#### [Text shown]
────

If I teach you anything, anything at all, during our time together let it be how to turn one meal into three. Case in point: this chicken dinner I made on Wednesday night, which turned into Thursday’s lunch, and then turned into Thursday night’s pasta. How did I get all of that out of one little bird? Allow me to astound you!
First, let’s talk about braising. It sounds like a fancy word but it really just means cooking something in a liquid until it becomes very tender. It works best with tough cuts of meat (if you love Osso Bucco or short ribs, you love braised food) but also works with chicken, as long as you take the breasts out before they get too dry and leave the dark meat to finish a little longer.
The fun thing about braising is you get to play around with your aromatics (garlic, ginger, onions) and your braising liquid (white wine, red wine, apple cider, vinegar, you name it). For this particular braise, I cut a whole chicken into parts (that’s a lesson for another time), seasoned them well with salt and pepper, seared them in olive oil and a little butter until they were golden brown on all sides, removed the pieces to a plate, and then added onions and garlic to the brown bits in the pan. I cooked those together for a bit, then added white wine to help scrape those brown bits up: that’s where all the flavor is. And then I added about three chopped heirloom tomatoes.

────

#### [Source excerpt]
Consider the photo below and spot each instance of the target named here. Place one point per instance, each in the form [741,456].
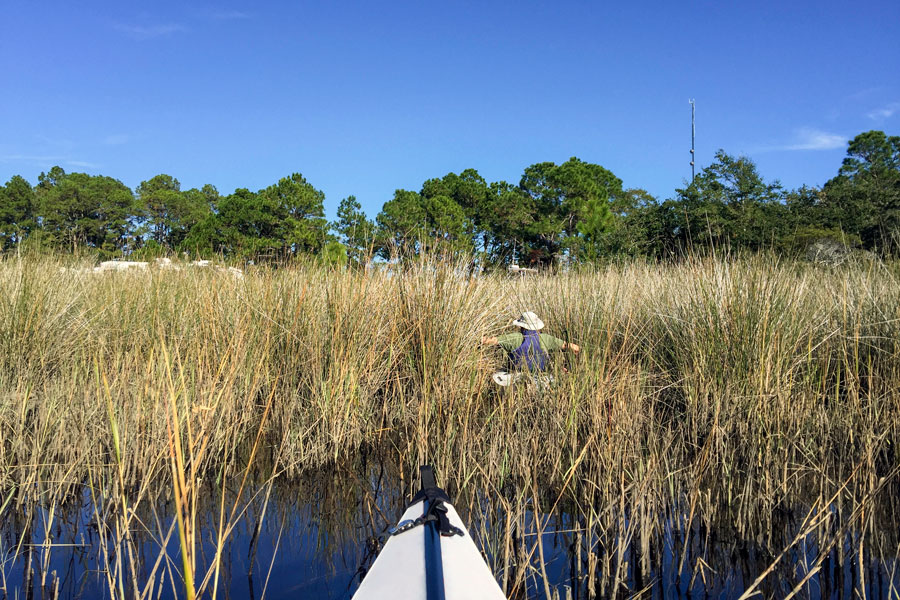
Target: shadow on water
[315,537]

────

#### [Objectives]
- A) In the chicken-braising text, what liquid was added to the onions and garlic to scrape up the brown bits?
- B) Carry on the chicken-braising text from its last sentence.
The material that comes after the chicken-braising text stands on its own and is not part of that text.

#### [Answers for the exercise]
- A) White wine.

- B)
I let that cook together, with a pinch of salt, until the tomatoes started to release their liquid…
…then I added all of the chicken back in (it was a Noah’s Ark kind of situation in there, not very photogenic), keeping the breasts on top so I could take them out first. I cooked at a low simmer, lid-on, for about 25 minutes, checking after 20, until the breast was 160-ish. I removed the breasts, then let the dark meat go until it was fork tender (another 10 – 15 minutes). Meanwhile, I cooked slow-cooking polenta in a pot with water and salt for 45 minutes or so and then added lots of butter and Parm at the end.
I ladled the polenta on to plates, topped with the dark meat, and some of the braising liquid, but saved the white meat (the breasts) and the rest of the liquid (of which there was a lot) for the next two meals.
So let’s look at the next meal: chicken cabbage salad!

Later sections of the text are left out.